Provided material Start Marker
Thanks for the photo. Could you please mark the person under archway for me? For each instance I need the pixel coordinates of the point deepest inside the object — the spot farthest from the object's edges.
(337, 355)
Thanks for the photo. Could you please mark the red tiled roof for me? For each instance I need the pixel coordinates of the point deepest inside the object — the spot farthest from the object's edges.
Provided material End Marker
Provided material Start Marker
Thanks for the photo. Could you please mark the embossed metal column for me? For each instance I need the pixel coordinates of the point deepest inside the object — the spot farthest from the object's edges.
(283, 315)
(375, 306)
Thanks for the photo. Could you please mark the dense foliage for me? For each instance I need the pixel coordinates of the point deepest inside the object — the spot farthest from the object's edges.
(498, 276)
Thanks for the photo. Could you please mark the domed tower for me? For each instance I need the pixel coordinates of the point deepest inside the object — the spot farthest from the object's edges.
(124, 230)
Provided material End Marker
What is being asked: Look through the data above and return exactly the lines from the one that contains "Thanks for the photo. Could you please mark the person" to the one that contains "Thanks for the photo. Could you please mark the red", inclusive, with nothing else.

Response for this exercise:
Thanks for the photo. Could you please mark the person under archway for me? For each instance I need the pixel coordinates of the point deepest inside the object — the spot farthest from the object's edges.
(337, 355)
Thanks for the photo. Could you please mark the red tiled roof for me? For each instance I need the pixel coordinates of the point deepest inside the object — the spot farthest from the object's edges.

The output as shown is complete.